● Problème posé 1:
Sélectionnez et recopiez chaque ligne des enregistrements où figure la chaîne "striped".

● Section texte:
========================================================================

# "Del minacciar del vento" Handel



## frmars

Je cherche depuis une demi heure la traduction de cette strophe d'un morceau de Handel.
Si je comprends le sens général, je n'ai pas de traduction précise.
Pourriez-vous me traduire ces quelques vers ?

_Del minacciar del vento
si ride quercia annosa,
che cento volte e cento
le scosse ne provò.
Tal die fortuna all' onte 
io soglio alzar la fronte, 
chè so, che l'orgogliosa 
abbattermi non può._


----------



## symposium

Bonsoir! Traduction plus ou moins littérale:
Du menacer (=des menaces") du vent
Se rit chêne ancien,
Qui cent fois et cent
Les secousses en prouva.
Tel de fortune aux insultes (c'est "di fortuna", je crois)
Je lève toujours le front,
Car je sais que l'orgueilleuse
Ne peut pas m'abattre.


----------



## frmars

Ah oui c' est... littéral... Votre texte n'a  aucun sens. Abstenez-vous.


----------



## symposium

Comment, ne comprenez-vous? Vous etes bien gentil, en tout cas! J'avais compri que vous compreniez le sens général, il ne vous échappait que quelque mot. Qu'est-ce que vous ne comprenez pas, Mr. Sympa? Le chêne est un arbre: comme un viuex chêne qui résiste aux coups de vent, je résiste aux insultes de la fortune, qui est orgeuilleuse mais ne peut pas m'abattre.


----------



## lorenzos

frmars said:


> Pourriez-vous me traduire ces quelques vers ?


Tu come lo tradurresti?
(complimenti per la cortesia  )


----------

========================================================================

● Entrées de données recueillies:
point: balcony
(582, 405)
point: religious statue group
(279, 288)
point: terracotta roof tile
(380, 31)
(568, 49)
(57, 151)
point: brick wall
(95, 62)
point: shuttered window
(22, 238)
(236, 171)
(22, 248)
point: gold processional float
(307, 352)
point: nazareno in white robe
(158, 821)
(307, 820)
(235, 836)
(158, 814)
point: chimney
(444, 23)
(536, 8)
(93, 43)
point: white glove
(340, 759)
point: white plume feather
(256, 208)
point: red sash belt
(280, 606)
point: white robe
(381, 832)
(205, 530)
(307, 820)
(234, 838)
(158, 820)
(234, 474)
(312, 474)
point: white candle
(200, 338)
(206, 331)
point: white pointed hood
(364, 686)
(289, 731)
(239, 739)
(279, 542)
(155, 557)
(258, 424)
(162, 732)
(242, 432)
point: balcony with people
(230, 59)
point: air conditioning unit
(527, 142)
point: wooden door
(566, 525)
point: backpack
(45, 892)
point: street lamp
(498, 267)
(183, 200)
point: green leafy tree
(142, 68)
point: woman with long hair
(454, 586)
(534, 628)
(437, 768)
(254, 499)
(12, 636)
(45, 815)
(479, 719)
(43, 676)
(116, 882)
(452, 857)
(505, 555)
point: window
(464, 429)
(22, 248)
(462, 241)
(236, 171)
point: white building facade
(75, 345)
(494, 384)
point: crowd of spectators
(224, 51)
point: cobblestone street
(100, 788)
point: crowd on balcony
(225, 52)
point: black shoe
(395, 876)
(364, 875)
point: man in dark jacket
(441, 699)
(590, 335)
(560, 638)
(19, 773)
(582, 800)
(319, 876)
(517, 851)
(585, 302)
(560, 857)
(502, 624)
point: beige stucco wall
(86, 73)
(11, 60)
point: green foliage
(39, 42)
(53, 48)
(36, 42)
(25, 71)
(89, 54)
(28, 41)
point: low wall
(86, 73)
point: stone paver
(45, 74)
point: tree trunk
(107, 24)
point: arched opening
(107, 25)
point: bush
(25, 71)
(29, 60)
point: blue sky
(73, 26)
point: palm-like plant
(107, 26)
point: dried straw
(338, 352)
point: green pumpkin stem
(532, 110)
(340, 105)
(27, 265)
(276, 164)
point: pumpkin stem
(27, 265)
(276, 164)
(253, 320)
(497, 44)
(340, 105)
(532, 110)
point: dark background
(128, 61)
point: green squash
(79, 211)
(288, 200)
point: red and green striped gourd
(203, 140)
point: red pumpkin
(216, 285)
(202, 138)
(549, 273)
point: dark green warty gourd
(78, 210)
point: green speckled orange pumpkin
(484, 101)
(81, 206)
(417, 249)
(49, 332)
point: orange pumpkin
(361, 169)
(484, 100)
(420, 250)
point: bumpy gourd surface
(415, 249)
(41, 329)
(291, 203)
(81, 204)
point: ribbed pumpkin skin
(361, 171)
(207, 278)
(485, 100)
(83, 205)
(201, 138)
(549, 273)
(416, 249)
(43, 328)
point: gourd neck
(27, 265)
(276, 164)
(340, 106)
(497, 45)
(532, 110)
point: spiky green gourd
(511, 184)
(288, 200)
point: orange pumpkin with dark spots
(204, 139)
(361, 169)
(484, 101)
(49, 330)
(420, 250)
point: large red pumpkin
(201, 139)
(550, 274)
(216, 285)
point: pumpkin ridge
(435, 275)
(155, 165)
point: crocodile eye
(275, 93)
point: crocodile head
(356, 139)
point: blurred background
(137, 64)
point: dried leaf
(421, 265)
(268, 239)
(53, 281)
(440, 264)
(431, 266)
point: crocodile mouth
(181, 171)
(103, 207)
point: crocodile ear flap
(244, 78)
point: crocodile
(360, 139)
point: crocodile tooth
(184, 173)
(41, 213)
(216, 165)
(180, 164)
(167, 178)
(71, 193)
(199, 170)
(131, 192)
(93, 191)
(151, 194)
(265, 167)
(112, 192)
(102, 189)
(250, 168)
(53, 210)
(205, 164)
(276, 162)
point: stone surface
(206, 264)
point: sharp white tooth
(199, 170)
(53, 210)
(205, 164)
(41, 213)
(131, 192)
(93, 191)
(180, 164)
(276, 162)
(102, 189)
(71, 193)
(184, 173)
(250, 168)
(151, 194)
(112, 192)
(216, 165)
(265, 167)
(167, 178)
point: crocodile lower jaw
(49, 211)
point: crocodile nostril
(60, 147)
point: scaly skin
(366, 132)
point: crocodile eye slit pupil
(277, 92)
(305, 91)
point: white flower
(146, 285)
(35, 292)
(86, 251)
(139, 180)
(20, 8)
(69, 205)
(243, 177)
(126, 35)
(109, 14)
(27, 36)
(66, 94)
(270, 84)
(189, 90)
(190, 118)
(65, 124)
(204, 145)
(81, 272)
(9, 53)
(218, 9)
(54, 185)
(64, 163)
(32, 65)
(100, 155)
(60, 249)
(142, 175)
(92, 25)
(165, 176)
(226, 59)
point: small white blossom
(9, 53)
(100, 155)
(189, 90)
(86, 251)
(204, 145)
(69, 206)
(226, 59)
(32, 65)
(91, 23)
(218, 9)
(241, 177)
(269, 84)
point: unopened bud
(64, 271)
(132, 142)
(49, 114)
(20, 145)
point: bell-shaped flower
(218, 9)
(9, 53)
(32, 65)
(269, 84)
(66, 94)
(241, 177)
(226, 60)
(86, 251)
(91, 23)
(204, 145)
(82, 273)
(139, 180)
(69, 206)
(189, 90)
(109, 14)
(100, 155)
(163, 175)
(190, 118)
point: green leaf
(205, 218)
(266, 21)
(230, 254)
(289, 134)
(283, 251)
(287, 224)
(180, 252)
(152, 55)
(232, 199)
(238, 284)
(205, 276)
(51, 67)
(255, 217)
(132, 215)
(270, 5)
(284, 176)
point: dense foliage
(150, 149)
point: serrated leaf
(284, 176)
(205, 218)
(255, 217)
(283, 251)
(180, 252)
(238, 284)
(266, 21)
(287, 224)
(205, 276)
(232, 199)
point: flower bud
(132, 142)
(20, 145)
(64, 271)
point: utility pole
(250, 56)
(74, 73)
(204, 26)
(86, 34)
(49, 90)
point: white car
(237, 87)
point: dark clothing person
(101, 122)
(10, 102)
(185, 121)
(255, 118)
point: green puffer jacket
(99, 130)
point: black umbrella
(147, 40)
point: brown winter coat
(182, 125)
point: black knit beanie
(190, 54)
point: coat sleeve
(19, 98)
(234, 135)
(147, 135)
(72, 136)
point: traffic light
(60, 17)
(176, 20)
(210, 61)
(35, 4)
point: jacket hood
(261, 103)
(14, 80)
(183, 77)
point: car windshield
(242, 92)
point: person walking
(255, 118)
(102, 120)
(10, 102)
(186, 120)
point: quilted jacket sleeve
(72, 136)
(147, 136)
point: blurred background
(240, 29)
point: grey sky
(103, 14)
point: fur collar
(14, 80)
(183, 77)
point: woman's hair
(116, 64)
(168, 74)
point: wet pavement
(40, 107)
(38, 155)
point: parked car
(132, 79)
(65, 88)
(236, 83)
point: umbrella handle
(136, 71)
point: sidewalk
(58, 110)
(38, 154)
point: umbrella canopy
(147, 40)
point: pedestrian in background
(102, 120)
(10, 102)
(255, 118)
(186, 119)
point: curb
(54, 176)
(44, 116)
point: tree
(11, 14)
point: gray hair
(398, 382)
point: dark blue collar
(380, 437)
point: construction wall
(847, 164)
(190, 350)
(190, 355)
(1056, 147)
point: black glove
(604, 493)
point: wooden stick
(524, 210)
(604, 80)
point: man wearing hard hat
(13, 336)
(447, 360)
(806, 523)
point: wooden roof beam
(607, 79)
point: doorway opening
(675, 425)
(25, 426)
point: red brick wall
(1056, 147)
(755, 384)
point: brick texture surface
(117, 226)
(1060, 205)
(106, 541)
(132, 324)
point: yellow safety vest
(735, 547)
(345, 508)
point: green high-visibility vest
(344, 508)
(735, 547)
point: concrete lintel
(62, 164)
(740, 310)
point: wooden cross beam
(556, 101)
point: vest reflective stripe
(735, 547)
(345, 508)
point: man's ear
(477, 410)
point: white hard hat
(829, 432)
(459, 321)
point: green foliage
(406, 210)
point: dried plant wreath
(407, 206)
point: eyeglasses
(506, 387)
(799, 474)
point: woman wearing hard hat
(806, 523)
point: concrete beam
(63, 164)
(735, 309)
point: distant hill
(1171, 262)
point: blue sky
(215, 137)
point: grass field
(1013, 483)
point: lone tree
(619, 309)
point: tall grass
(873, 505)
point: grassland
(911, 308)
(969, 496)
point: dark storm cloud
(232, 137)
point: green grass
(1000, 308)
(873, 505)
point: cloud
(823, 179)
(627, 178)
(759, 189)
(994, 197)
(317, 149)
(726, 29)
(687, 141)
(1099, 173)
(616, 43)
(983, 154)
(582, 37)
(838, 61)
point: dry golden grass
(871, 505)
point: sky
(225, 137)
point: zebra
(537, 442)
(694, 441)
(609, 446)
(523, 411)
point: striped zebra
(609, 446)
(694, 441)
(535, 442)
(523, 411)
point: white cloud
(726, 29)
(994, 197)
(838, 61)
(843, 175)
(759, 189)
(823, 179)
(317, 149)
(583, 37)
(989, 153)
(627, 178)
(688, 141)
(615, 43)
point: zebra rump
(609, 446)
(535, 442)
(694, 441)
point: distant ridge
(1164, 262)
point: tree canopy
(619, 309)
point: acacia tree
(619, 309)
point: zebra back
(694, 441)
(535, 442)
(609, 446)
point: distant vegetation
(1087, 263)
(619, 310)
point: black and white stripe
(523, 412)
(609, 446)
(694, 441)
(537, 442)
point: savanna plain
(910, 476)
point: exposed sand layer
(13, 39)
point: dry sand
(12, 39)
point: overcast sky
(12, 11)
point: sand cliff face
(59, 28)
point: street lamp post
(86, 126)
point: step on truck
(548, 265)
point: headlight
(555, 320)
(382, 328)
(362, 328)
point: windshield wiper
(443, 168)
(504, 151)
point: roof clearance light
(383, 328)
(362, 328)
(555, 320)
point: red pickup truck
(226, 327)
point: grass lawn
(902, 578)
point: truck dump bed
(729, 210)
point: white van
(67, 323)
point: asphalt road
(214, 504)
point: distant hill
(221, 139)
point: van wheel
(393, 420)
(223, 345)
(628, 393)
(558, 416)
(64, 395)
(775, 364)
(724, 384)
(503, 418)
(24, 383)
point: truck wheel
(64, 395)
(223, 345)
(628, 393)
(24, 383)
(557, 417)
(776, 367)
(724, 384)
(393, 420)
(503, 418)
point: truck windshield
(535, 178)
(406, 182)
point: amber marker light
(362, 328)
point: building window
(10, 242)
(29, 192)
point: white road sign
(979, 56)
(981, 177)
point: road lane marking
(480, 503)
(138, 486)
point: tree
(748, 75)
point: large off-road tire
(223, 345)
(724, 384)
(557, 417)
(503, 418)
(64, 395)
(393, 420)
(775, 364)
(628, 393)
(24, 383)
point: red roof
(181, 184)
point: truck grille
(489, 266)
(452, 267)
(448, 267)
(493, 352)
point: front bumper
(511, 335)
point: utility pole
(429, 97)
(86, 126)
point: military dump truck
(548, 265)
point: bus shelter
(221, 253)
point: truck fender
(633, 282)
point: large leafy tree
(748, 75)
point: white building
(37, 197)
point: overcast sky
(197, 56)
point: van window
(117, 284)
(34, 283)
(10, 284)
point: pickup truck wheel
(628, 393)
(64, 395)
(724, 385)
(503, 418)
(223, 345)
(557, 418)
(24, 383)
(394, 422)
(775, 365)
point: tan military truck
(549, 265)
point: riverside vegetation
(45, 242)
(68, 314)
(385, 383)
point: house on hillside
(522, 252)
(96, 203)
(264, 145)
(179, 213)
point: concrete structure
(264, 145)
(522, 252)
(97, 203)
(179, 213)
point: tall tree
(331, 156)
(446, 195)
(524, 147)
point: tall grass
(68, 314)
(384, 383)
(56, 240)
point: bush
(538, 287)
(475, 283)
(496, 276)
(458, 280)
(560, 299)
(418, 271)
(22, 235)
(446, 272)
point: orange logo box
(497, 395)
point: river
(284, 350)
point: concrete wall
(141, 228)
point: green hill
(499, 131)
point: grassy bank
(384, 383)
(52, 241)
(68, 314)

========================================================================

● Problème posé 2:
Citez les pseudonymes de tous les participants qui publient un message dans la discussion sur Handel.

● Réponse complète 1:
point: red and green striped gourd
point: striped zebra

● Réponse complète 2:
frmars, symposium, lorenzos